WHAT IS EXPECTED
Reproduce everything from the start of the records down to and including the line containing "[[710, 242]]", requests included, offsetting every coordinate in the answers by 6.
* start DATA ENTRIES *
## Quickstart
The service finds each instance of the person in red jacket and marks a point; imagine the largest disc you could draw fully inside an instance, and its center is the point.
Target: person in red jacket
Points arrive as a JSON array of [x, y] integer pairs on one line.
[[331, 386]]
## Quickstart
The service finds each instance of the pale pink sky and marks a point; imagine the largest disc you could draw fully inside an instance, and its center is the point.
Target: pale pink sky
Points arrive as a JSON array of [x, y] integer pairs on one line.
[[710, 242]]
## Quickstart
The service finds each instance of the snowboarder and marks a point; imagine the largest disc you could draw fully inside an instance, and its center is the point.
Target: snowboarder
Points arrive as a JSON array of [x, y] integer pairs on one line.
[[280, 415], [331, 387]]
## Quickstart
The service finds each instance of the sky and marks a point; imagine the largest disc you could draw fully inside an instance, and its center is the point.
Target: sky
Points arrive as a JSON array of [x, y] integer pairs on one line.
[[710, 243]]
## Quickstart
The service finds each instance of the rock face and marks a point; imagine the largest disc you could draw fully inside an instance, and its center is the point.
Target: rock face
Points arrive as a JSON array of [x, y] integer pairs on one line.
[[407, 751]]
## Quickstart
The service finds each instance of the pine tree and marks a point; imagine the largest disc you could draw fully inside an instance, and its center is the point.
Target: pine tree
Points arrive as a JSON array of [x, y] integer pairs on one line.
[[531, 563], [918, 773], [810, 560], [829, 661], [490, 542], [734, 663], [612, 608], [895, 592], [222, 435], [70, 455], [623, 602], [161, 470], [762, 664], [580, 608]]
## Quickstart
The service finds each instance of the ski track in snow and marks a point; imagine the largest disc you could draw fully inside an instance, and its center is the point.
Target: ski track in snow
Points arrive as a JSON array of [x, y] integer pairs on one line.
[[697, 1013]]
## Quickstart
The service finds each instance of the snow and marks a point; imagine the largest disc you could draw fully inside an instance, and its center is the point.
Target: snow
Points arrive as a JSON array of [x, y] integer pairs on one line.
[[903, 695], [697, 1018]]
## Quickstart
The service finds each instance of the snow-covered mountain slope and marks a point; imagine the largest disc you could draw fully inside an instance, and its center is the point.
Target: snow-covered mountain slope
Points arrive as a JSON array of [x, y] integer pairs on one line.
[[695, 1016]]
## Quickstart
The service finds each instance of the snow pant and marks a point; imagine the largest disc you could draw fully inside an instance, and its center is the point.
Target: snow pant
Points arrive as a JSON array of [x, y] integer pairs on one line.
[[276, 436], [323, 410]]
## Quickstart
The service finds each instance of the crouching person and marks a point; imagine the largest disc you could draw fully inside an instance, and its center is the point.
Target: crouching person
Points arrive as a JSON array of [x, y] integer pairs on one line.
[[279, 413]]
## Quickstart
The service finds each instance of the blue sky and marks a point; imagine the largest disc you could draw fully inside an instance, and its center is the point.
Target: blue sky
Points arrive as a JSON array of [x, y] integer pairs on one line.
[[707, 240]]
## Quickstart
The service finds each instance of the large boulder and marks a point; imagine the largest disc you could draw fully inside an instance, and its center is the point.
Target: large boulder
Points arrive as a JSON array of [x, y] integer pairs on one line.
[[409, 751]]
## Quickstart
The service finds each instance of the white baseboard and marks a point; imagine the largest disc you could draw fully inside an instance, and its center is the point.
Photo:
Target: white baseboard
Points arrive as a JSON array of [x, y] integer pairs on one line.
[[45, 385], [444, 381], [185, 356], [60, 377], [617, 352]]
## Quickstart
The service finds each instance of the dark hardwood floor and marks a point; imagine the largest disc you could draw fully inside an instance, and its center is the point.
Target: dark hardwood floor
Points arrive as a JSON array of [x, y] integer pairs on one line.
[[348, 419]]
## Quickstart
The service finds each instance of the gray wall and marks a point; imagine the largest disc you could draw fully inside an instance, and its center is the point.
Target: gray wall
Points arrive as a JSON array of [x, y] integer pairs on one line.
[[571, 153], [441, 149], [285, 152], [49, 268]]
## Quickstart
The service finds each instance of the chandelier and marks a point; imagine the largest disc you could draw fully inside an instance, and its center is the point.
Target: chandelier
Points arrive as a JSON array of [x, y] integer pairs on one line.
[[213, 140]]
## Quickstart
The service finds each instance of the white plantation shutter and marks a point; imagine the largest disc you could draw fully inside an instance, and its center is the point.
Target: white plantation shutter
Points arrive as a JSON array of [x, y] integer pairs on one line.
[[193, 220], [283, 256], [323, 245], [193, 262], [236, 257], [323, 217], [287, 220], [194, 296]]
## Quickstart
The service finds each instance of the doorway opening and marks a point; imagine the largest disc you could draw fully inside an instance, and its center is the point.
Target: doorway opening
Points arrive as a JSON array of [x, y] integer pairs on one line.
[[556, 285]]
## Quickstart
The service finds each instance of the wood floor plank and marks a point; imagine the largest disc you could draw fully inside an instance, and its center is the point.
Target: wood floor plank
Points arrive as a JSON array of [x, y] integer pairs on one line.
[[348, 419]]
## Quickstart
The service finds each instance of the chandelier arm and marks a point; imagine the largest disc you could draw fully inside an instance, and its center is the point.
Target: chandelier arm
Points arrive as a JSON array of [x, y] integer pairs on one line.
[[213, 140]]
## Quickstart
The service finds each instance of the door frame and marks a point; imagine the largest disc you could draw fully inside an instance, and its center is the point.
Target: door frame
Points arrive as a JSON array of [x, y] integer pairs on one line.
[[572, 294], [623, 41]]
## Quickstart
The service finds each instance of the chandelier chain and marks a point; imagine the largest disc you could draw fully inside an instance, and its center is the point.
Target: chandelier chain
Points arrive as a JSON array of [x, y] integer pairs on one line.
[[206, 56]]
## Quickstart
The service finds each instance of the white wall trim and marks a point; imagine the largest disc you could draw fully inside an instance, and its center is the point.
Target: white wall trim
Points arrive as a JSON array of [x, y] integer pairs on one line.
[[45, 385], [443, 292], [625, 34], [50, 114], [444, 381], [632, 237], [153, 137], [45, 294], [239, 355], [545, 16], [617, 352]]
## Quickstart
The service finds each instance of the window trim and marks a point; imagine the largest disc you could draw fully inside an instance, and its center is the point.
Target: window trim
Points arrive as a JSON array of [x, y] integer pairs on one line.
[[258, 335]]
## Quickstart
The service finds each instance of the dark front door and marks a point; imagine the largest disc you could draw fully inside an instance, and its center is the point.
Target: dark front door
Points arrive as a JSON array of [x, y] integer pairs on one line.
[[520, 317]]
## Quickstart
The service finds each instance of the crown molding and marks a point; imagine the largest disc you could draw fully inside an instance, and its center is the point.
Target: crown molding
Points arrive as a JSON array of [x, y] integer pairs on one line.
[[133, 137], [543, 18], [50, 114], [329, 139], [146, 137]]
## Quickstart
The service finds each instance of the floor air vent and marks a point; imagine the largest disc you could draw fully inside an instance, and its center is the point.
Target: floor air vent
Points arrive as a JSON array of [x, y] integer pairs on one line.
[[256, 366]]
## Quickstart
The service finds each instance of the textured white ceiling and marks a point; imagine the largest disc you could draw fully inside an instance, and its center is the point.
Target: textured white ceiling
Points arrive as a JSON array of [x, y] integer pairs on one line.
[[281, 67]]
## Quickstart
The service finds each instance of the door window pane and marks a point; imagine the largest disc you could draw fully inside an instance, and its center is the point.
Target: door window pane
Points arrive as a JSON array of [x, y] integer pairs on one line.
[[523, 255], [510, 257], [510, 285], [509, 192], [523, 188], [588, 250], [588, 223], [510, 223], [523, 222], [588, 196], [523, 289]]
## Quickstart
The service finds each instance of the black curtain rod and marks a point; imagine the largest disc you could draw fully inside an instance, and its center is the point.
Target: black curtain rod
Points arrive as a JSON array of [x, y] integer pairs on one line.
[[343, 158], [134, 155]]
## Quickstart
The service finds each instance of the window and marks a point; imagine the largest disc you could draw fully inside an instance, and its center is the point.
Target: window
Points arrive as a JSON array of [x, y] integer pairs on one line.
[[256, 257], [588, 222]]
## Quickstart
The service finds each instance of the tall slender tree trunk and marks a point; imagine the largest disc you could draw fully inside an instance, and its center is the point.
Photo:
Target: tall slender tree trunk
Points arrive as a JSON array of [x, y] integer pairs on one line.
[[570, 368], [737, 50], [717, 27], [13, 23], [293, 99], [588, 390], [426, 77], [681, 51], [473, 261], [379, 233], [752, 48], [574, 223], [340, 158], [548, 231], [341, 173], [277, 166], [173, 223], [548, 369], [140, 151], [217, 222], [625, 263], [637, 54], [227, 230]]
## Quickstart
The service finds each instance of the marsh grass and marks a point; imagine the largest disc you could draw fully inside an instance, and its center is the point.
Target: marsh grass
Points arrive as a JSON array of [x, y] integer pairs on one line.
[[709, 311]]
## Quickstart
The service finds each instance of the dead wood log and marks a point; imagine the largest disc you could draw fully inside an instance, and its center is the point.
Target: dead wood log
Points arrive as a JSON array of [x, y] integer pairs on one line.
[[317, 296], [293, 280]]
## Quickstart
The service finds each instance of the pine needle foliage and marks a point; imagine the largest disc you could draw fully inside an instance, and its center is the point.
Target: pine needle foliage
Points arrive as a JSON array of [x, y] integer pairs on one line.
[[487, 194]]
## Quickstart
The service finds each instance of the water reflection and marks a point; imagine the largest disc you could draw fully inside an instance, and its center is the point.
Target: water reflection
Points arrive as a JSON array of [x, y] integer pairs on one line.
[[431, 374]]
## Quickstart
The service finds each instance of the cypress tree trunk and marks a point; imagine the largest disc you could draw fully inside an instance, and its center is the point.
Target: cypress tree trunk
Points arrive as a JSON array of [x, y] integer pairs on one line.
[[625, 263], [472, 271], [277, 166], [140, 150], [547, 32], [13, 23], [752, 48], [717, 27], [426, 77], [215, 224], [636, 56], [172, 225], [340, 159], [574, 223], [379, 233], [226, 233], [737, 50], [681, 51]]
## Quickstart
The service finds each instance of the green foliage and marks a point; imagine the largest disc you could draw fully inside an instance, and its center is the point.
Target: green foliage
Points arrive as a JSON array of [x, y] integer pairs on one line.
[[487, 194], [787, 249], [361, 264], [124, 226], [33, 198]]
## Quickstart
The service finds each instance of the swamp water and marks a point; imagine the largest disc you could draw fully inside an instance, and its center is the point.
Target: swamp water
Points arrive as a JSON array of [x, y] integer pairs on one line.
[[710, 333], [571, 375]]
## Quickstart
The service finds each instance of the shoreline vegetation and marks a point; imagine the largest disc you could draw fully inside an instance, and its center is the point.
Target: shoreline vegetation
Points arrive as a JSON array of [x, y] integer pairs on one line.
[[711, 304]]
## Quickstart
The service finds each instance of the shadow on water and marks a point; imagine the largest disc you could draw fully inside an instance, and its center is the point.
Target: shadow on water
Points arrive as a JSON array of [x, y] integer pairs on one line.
* end DATA ENTRIES *
SOLUTION TO THIS PROBLEM
## Quickstart
The service finds each instance of the person in red jacket and marks a point; imagine the largest disc you could draw fully inside an instance, and its center is the point.
Target: person in red jacket
Points arrive as a JSON array of [x, y] integer pairs on one line.
[[337, 392]]
## Quickstart
The service finds each instance of the pale pink sky and marks a point; imagine the largest disc you could draw fully inside an instance, and its center is the point.
Target: pale pink sky
Points arrive as a JSON array of [x, y] integer pairs on one line.
[[716, 248]]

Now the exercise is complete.